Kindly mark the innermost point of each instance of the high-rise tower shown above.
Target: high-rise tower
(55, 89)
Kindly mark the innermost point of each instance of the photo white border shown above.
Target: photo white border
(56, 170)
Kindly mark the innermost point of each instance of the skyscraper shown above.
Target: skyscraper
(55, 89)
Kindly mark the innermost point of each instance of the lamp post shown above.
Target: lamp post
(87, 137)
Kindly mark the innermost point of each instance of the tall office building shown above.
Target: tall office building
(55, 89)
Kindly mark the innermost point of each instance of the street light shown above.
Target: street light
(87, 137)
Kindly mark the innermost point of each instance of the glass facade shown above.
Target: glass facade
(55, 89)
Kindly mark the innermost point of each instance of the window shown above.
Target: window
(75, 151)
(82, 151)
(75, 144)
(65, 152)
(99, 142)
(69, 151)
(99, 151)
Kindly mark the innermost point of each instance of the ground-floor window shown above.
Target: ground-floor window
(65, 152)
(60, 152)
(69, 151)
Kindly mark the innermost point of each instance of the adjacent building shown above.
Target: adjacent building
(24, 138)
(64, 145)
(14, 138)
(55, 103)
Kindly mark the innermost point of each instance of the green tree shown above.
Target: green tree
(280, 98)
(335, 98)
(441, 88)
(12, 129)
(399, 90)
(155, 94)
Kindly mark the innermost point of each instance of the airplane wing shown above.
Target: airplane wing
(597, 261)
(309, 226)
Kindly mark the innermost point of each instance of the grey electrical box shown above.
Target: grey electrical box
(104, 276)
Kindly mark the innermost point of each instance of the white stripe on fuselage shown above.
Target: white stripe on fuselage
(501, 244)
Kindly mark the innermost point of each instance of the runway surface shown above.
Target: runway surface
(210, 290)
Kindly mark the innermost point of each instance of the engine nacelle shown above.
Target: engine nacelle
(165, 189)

+===+

* _Work instructions_: Everything above from the line containing "Kindly mark the innermost point of each instance of the glass" through the line containing "ground-floor window shown above." must be copied exactly. Nothing outside that range belongs in the answer.

* _Written response_:
Kindly mark the innermost point of each instance of the glass facade shown above.
Target: glass facade
(55, 89)
Kindly mark the innermost point of each instance of the window shown above.
Target: window
(75, 151)
(82, 151)
(75, 144)
(65, 152)
(99, 142)
(69, 151)
(99, 151)
Kindly mark the innermost point of each instance of the ground-floor window shown above.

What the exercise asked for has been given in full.